> Provided material
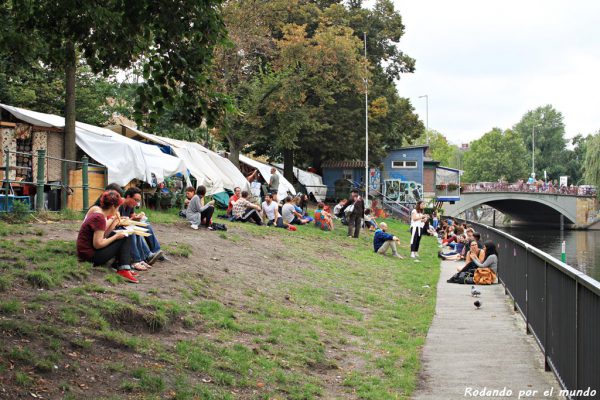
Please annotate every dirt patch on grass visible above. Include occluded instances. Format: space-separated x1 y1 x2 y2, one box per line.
0 222 440 399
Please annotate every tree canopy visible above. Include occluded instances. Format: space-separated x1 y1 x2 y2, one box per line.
463 128 528 182
583 131 600 188
513 105 567 178
0 0 225 159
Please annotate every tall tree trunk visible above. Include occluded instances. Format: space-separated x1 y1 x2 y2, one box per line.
228 140 242 168
312 149 323 173
283 149 294 182
64 42 77 163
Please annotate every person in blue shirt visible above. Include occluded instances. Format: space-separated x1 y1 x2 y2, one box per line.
373 222 404 258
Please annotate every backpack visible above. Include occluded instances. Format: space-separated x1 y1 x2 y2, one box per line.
211 222 227 231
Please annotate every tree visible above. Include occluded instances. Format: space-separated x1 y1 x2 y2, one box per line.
513 105 567 178
241 0 424 170
0 57 133 125
415 129 455 166
463 128 527 182
583 131 600 189
0 0 225 159
561 134 592 184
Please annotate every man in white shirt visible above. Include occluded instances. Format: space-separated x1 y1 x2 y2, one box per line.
262 193 288 229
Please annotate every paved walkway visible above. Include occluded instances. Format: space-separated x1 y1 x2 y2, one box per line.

> Short task
Rewrite all of the items above with "label" substituted for every occurrence of "annotate", keeping everything else the same and omitting the pictures.

> Solution for this exercise
Please label every dirt patch on grass visible above. Include occluded instances. Format: space-separated x1 y1 x2 y2, one box per line.
0 222 440 399
Please label every tree canopy visible above. Include occluded instances. Format: space-separated x1 y1 x2 y2, one box per line.
463 128 528 182
583 131 600 188
513 105 567 178
0 0 225 159
Please label every tall tree trunk visible above. Include occluded instances. Format: space-separated x1 y1 x2 y2, one box per line.
228 140 242 168
312 149 323 173
283 149 294 182
64 42 77 163
Please label every person in blue shirt visible above. Include occluded instances. Format: space-separated x1 y1 x2 y2, one box per line.
373 222 404 258
Please label every backpack visible above. Include occluded instances. Format: space-separated x1 y1 x2 y2, one box per line.
211 222 227 231
Please label every tree visible above. Include occluded instances. Format: space-separated x1 y1 x2 y2, one box per line.
513 105 567 178
241 0 424 170
0 57 133 125
415 129 455 166
463 128 527 182
583 131 600 189
0 0 225 159
561 134 592 184
Please label every man in white shirt visible above. Include occluded instances. Format: space-separated x1 y1 x2 y2, one box per line.
262 193 288 229
Please label every paved walkway visible above. Include occluded instances. Format: space-separated x1 y1 x2 y2, one box per line.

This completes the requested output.